* Page excerpt:
════════════════

It was the highpoint of the younger Fleming’s career, the politeness of the highbrow guests he had warily idolised for so long (barely) disguising their sneering response to their host’s middlebrow success. ‘I crept upstairs,’ Fleming wrote to his editor William Plomer, himself an eminent writer, ‘beaten to the ground at about 1 a.m.’ Yet it was both a highpoint and a turning point: Fleming’s wife, Ann, would later say that ‘the tragedy of his life was that everything came at once – the bestsellerdom, the films, the heart attack’. Fleming was dead in less than a year, aged fifty-six.

Ann was right, though she is a difficult source to trust or like. Yet more or less everyone in this book is either one or the other: Fleming’s mother was a monster, his wife a manipulative narcissist, his son a sociopath (only later diagnosed as bipolar). There are girlfriends eager, sceptical, heartbroken, and poorly treated – often one and the same person. Fleming’s grandfather comes across well – both in the graft he showed in building his rags-to-riches banking fortune and in the directions he put in place for how it should be distributed after his death – but he is a lonely sentinel on this particular watch. To a close observer in the 1930s, Ian was merely an attractive black sheep, and no one could have guessed that he would become world famous.

And world famous he became, though only in the last ten years of his life. The first Bond book, Casino Royal, was published in 1953 (either coincidentally or Zeitgeist-ly the year Elizabeth II was crowned), and the last, posthumously, in 1966. They contribute to a tally of a dozen novels and two collections of short stories, one written after another in Fleming’s modest home in Jamaica, to which he adjourned every year in flight from the English winter. 

The real-life tragedy may well have been that everything came all at once; the tragedy in this book is that these years of plenty occupy only the last third of its pages, which constitute a pretty sad read. Additionally, there is the uneasy sense throughout that the real Bond fun kicked in only posthumously – Cubby Broccoli its architect and fund manager – a story outside the scope of this book. When Waugh wrote to Mitford, ‘Ian Fleming is being posthumously canonised by the intelligentsia. Very rum,’ he was on track, though Waugh would today be stunned by what literary ghostwriters and literate filmmakers have done with Fleming’s source material in the last couple of decades.

════════════════

* Supplied records:
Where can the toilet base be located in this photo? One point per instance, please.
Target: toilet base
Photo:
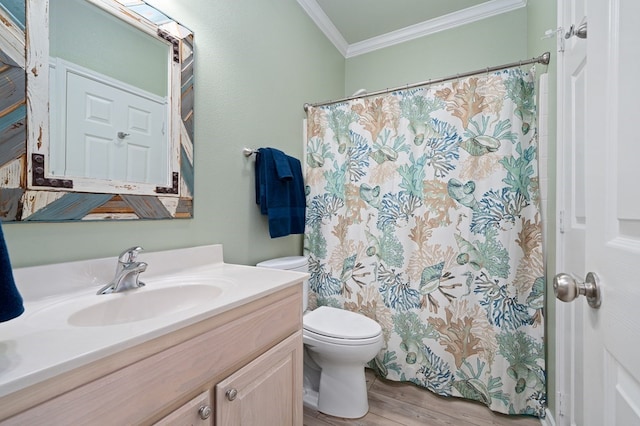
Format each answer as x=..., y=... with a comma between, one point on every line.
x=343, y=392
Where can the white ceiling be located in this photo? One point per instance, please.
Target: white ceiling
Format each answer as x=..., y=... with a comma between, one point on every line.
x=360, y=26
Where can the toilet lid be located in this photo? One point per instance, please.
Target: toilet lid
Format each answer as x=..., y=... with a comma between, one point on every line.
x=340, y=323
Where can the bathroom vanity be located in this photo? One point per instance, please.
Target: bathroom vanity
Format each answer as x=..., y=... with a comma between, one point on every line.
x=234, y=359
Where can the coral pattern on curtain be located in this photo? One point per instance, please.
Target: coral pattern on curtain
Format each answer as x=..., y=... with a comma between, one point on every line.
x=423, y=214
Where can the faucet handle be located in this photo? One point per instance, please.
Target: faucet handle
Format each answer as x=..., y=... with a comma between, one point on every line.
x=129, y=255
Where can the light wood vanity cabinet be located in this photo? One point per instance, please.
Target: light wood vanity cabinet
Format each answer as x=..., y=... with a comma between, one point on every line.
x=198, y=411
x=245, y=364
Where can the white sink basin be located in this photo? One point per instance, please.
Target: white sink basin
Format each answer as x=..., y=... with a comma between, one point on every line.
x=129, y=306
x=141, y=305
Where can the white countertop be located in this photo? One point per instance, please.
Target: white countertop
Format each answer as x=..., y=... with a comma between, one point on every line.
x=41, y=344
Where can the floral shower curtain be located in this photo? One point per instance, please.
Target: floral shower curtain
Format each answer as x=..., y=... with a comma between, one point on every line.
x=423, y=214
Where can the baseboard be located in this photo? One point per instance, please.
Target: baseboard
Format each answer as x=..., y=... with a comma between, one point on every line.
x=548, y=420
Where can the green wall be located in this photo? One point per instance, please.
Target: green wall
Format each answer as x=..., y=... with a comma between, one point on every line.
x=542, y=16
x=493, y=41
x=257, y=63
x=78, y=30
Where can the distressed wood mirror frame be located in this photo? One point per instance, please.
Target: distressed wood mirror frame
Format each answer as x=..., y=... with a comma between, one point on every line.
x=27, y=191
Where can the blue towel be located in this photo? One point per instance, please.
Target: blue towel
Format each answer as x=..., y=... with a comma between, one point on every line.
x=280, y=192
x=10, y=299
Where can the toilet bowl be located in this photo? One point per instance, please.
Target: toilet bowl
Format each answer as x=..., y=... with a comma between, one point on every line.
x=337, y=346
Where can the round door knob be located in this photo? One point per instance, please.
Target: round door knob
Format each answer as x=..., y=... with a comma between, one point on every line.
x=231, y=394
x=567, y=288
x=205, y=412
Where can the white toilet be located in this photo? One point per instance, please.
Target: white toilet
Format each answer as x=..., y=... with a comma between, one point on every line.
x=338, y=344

════════════════

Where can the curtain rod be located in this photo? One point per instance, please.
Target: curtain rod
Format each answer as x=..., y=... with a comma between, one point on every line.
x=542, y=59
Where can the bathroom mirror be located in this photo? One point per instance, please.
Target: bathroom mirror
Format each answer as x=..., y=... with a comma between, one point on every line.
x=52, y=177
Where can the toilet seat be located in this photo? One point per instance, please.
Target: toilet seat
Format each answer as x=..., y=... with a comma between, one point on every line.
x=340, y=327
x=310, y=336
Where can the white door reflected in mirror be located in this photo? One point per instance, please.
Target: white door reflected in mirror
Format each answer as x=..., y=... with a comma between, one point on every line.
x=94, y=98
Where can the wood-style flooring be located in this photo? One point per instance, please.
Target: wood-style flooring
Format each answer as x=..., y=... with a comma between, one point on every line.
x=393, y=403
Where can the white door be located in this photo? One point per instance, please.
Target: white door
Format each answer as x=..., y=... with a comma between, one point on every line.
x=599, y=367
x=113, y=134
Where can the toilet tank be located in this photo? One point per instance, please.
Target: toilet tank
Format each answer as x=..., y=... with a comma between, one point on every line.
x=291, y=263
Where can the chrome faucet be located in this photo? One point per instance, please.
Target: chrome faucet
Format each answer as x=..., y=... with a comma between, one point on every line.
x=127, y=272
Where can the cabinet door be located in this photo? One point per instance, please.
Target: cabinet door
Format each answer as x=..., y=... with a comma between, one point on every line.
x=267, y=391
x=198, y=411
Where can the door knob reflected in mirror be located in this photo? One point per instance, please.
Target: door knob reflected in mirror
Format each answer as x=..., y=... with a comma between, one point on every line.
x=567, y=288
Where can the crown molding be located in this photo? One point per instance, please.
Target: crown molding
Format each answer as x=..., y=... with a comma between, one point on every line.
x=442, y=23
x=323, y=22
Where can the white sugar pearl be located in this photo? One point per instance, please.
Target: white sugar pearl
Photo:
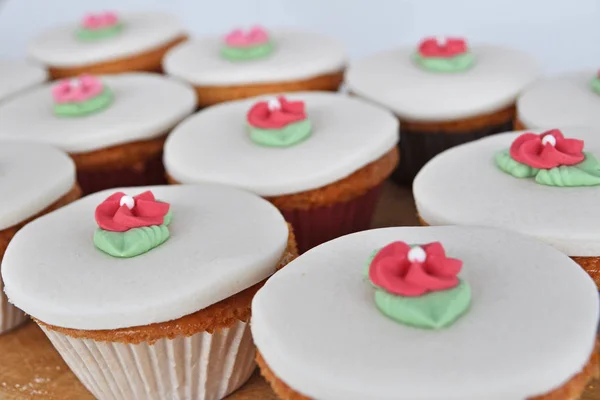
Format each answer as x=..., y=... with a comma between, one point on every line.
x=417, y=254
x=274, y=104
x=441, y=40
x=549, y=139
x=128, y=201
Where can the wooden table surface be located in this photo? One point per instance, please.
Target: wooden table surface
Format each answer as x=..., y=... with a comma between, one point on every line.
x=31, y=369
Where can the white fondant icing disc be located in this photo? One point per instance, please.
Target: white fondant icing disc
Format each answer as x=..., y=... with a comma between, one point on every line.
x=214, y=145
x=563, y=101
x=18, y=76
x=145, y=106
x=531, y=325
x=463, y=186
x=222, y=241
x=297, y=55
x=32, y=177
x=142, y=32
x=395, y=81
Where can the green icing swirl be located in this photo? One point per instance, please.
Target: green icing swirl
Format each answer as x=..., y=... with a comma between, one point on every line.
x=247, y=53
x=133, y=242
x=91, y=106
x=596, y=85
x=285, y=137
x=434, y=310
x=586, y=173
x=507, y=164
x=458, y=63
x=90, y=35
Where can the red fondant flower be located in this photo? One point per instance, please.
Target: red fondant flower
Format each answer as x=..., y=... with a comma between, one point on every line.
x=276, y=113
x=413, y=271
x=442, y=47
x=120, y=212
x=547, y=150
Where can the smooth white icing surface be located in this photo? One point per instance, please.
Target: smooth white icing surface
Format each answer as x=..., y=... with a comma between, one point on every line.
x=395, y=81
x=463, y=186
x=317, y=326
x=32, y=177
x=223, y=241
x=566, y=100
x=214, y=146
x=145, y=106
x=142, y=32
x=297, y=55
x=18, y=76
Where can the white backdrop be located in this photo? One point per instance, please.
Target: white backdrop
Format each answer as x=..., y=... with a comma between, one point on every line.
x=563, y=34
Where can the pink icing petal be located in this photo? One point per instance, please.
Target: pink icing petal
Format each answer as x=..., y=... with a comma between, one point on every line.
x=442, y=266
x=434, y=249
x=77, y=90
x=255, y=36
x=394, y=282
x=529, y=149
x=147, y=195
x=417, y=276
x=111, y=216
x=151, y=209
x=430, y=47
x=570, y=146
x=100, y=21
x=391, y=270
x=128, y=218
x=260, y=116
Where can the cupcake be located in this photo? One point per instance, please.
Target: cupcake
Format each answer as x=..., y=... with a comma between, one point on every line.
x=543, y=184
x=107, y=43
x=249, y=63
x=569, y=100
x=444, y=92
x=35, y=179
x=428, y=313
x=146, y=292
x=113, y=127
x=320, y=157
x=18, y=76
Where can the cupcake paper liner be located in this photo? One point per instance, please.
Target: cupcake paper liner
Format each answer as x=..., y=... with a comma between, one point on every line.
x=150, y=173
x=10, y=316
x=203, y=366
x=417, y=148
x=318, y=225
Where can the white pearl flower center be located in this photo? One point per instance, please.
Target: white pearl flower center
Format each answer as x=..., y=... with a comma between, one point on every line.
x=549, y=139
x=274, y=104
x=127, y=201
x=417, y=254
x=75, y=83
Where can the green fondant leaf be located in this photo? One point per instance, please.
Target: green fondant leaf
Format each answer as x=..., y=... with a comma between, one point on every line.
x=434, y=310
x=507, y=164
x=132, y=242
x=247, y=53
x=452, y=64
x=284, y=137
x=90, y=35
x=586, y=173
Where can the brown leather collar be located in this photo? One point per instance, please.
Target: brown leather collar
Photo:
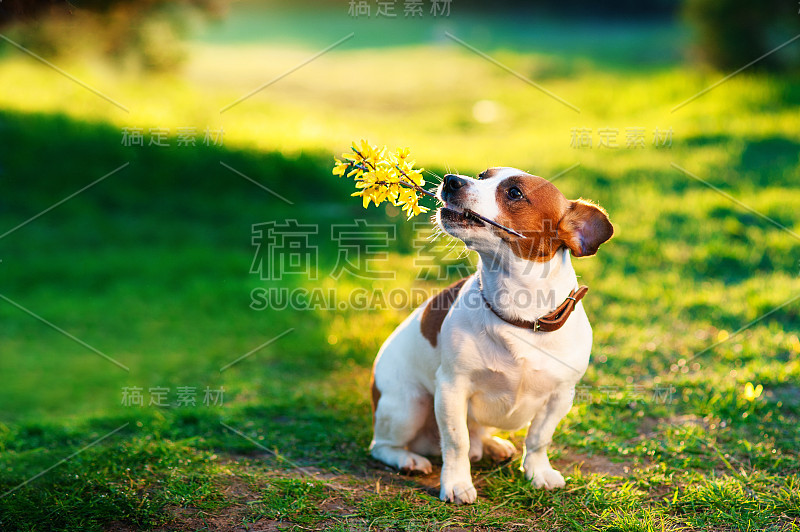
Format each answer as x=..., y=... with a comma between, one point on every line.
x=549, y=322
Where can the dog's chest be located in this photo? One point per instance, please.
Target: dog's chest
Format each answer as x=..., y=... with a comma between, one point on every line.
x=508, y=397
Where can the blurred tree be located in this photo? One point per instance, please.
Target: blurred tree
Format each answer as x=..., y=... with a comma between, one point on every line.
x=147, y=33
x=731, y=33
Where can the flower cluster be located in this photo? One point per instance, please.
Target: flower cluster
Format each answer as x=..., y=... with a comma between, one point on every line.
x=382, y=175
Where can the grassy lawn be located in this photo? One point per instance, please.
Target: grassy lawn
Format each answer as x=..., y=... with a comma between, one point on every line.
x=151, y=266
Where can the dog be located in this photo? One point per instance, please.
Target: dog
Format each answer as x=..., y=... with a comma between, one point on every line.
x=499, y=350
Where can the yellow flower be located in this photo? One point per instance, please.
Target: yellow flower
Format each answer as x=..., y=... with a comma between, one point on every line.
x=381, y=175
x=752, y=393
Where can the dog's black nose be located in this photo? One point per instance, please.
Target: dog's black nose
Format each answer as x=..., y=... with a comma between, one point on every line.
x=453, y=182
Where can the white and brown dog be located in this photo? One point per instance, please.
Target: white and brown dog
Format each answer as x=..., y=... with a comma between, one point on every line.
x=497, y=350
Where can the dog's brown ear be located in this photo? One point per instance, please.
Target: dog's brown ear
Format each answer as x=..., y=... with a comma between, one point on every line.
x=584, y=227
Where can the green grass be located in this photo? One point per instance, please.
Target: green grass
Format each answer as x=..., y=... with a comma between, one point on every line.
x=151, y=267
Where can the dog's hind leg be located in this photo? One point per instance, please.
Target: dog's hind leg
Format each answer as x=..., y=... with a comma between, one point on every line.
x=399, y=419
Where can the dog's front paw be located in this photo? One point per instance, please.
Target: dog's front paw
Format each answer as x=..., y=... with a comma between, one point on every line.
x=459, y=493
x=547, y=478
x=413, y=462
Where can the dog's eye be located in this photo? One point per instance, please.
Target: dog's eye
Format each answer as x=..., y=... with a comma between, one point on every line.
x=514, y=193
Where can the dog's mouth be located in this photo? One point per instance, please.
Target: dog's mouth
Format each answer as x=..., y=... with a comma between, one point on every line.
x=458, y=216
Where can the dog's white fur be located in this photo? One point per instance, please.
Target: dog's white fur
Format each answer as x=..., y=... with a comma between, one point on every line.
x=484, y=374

════════════════

* What you are asked to do:
Can you extend the book review about Ian Fleming, picking up right after its last sentence?

* Reply:
Nicholas Shakespeare’s rationale for weighting his biography thus is to locate Bond’s genesis and behaviour in Fleming’s own war activities as an intelligence agent. This is wholly proper: Bond’s backdrop may be the Cold War, but his M.O. is stubbornly rooted in the intelligence and subterfuge of World War II. There are stretches in the book where Shakespeare clutches hard at long-embargoed straws, however, which makes for a looong war. And even if every dot is drawn – and they’re not – we are still left with the invidious comparison between Bond and his slightly younger confrère George Smiley, John le Carré’s fictional spy, who is mired in the psychological cruelty of postwar Eastern Europe, facing something more real and relevant than the physical sadism Bond’s cartoon-character tormentors direct at him. Burgess and Maclean defecting to Russia in real time are somehow less compelling to Fleming – though perhaps not to Shakespeare – than Q’s exploding pens.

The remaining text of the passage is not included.